(Saved entries)
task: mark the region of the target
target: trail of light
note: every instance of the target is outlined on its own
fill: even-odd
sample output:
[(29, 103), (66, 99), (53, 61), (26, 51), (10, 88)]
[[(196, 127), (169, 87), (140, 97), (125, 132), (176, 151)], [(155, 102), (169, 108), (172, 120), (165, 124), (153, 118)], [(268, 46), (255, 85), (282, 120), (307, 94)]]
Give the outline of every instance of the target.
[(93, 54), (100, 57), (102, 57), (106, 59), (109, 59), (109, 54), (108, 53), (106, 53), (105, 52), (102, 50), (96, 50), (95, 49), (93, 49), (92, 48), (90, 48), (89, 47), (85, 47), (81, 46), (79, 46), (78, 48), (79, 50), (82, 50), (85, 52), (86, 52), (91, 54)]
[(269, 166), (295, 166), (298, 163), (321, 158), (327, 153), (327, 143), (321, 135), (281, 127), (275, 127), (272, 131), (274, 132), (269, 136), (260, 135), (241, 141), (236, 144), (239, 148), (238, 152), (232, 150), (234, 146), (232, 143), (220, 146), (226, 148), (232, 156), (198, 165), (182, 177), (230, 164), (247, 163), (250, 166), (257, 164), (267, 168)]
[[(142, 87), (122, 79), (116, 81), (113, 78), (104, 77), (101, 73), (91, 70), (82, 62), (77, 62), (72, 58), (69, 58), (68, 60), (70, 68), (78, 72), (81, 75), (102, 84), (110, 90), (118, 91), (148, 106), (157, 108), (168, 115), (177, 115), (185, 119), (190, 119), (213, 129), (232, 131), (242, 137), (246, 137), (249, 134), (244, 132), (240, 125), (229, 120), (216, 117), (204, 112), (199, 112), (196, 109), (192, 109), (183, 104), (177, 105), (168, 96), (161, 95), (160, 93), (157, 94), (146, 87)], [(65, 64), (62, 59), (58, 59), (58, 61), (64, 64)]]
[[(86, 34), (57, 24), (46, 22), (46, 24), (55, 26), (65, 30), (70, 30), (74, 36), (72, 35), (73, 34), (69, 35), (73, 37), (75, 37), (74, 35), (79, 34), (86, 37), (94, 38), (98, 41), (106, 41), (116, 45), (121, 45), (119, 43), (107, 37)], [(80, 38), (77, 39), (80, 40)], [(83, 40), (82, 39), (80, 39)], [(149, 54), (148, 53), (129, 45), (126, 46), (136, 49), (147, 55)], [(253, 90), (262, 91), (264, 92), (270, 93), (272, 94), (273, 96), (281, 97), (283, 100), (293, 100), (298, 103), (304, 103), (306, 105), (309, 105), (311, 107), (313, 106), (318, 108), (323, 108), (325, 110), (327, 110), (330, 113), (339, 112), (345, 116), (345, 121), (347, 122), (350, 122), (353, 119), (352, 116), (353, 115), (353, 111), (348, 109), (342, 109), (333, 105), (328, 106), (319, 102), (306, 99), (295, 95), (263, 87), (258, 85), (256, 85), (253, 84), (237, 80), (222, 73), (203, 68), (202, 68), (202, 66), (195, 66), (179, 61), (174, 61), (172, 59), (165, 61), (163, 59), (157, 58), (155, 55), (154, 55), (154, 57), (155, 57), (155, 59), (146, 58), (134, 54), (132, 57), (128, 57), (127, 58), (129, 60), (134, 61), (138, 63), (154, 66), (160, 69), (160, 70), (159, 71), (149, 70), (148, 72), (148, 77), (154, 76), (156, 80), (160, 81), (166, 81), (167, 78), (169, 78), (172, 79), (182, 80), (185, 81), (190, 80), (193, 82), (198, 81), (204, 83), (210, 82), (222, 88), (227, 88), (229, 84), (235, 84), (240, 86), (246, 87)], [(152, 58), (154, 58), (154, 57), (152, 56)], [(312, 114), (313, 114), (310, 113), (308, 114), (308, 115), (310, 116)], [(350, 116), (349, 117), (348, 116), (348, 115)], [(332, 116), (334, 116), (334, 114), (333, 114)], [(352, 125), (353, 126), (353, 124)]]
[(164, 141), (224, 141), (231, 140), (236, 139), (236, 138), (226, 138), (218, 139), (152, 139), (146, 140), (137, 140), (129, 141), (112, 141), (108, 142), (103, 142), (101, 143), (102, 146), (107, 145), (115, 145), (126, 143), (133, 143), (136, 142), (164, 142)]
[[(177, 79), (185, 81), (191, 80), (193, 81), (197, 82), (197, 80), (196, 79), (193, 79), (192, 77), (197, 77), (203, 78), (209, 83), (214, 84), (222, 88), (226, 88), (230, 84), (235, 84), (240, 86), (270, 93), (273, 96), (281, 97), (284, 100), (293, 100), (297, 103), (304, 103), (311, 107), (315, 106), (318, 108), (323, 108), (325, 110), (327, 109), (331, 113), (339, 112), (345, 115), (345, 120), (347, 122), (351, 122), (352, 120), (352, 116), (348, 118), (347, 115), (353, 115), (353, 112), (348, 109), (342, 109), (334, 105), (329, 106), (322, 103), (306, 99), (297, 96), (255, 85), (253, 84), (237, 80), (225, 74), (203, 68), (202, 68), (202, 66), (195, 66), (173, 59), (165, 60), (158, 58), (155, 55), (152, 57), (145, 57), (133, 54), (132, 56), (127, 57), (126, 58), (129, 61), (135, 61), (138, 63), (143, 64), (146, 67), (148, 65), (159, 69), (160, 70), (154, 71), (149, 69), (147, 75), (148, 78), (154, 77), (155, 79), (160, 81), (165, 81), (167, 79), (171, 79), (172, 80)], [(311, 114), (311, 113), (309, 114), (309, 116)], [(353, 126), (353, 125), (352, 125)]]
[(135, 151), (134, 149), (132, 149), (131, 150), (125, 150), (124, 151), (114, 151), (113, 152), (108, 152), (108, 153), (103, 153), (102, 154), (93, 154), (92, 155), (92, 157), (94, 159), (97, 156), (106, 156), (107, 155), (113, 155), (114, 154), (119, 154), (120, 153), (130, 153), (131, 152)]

DIRECTIVE » Please reproduce the listing above verbatim, every line included.

SOLUTION BELOW »
task: mark the region of the target
target: trail of light
note: every instance of the target is outlined on its own
fill: even-odd
sample output:
[(29, 103), (66, 99), (53, 61), (26, 51), (10, 88)]
[[(196, 127), (169, 87), (140, 97), (125, 132), (176, 151)], [(155, 102), (169, 108), (172, 120), (165, 124), (153, 118)], [(268, 46), (255, 85), (282, 120), (307, 94)]]
Give the outline of every instance of the target.
[(93, 54), (100, 57), (102, 57), (106, 59), (109, 59), (109, 54), (108, 53), (106, 53), (105, 52), (102, 50), (96, 50), (95, 49), (93, 49), (92, 48), (90, 48), (89, 47), (85, 47), (81, 46), (79, 46), (78, 48), (79, 50), (82, 50), (85, 52), (86, 52), (91, 54)]
[(269, 166), (295, 166), (298, 163), (321, 158), (327, 153), (327, 143), (321, 135), (281, 127), (275, 127), (272, 131), (274, 132), (269, 136), (260, 135), (241, 141), (236, 144), (239, 148), (238, 152), (232, 150), (234, 146), (232, 143), (220, 146), (226, 148), (232, 156), (198, 165), (182, 177), (230, 164), (247, 163), (250, 166), (257, 164), (267, 168)]
[[(142, 87), (122, 79), (116, 81), (113, 78), (104, 77), (101, 73), (91, 70), (82, 62), (77, 62), (72, 58), (69, 58), (68, 60), (70, 68), (78, 72), (81, 75), (102, 84), (110, 90), (118, 91), (148, 106), (157, 108), (168, 115), (177, 115), (185, 119), (190, 119), (213, 129), (232, 131), (242, 137), (246, 137), (249, 134), (244, 132), (240, 125), (229, 120), (216, 117), (204, 112), (199, 112), (196, 109), (192, 109), (183, 104), (177, 105), (168, 96), (161, 95), (160, 93), (157, 94), (146, 87)], [(65, 64), (62, 59), (58, 59), (58, 61), (64, 64)]]
[[(86, 34), (57, 24), (46, 22), (46, 24), (55, 26), (65, 30), (70, 30), (74, 36), (72, 35), (73, 34), (69, 35), (73, 37), (75, 37), (74, 35), (79, 34), (86, 37), (94, 38), (98, 41), (106, 41), (116, 45), (121, 45), (119, 43), (107, 37)], [(80, 38), (77, 39), (80, 40)], [(83, 40), (82, 39), (80, 39)], [(149, 54), (148, 53), (129, 45), (126, 46), (136, 49), (147, 55)], [(253, 90), (262, 91), (264, 92), (270, 93), (272, 94), (273, 96), (281, 97), (283, 100), (293, 100), (298, 103), (304, 103), (306, 105), (309, 105), (311, 107), (313, 106), (318, 108), (323, 108), (325, 110), (327, 110), (330, 113), (339, 112), (345, 116), (345, 121), (347, 122), (350, 122), (353, 119), (352, 116), (353, 115), (353, 111), (348, 109), (342, 109), (333, 105), (328, 106), (319, 102), (306, 99), (295, 95), (263, 87), (258, 85), (256, 85), (253, 84), (237, 80), (222, 73), (203, 68), (202, 68), (202, 66), (195, 66), (179, 61), (174, 61), (172, 59), (165, 61), (163, 59), (157, 58), (155, 55), (154, 55), (154, 57), (155, 57), (155, 59), (146, 58), (134, 54), (132, 57), (128, 57), (127, 58), (129, 60), (134, 61), (138, 63), (154, 66), (160, 69), (160, 70), (159, 71), (149, 70), (148, 72), (148, 77), (154, 76), (156, 80), (160, 81), (166, 81), (167, 78), (169, 78), (172, 79), (182, 80), (185, 81), (190, 80), (193, 82), (198, 81), (204, 83), (210, 82), (222, 88), (227, 88), (229, 84), (235, 84), (240, 86), (246, 87)], [(152, 58), (154, 58), (154, 57), (152, 56)], [(312, 114), (313, 114), (310, 113), (308, 114), (308, 115), (310, 116)], [(350, 116), (349, 117), (348, 116), (348, 115)], [(332, 116), (334, 116), (334, 114), (333, 114)], [(352, 125), (353, 126), (353, 124)]]
[(164, 141), (224, 141), (231, 140), (236, 139), (236, 138), (226, 138), (218, 139), (152, 139), (146, 140), (137, 140), (129, 141), (112, 141), (108, 142), (103, 142), (101, 143), (102, 146), (107, 145), (115, 145), (126, 143), (133, 143), (136, 142), (164, 142)]
[[(177, 79), (185, 81), (191, 80), (193, 81), (197, 82), (197, 80), (196, 79), (193, 79), (192, 77), (197, 77), (203, 78), (209, 83), (214, 84), (222, 88), (226, 88), (230, 84), (235, 84), (240, 86), (270, 93), (273, 96), (281, 97), (284, 100), (293, 100), (297, 103), (304, 103), (311, 107), (315, 106), (318, 108), (323, 108), (325, 110), (327, 109), (331, 113), (339, 112), (345, 115), (345, 120), (347, 122), (351, 122), (352, 120), (352, 116), (348, 118), (347, 115), (353, 115), (353, 112), (348, 109), (342, 109), (334, 105), (329, 106), (322, 103), (306, 99), (297, 96), (255, 85), (253, 84), (237, 80), (225, 74), (203, 68), (202, 68), (202, 66), (195, 66), (173, 59), (165, 60), (158, 58), (155, 55), (152, 57), (145, 57), (133, 54), (132, 56), (127, 57), (126, 58), (129, 61), (135, 61), (138, 63), (143, 64), (146, 67), (148, 65), (159, 69), (160, 70), (154, 71), (149, 69), (147, 75), (148, 78), (154, 77), (155, 79), (160, 81), (165, 81), (167, 79), (171, 79), (172, 80)], [(311, 114), (311, 113), (309, 114), (309, 116)], [(353, 126), (353, 125), (352, 125)]]
[(135, 151), (134, 149), (132, 149), (131, 150), (125, 150), (124, 151), (114, 151), (113, 152), (108, 152), (108, 153), (103, 153), (102, 154), (93, 154), (92, 155), (92, 157), (94, 159), (97, 156), (106, 156), (107, 155), (113, 155), (114, 154), (119, 154), (120, 153), (130, 153), (131, 152)]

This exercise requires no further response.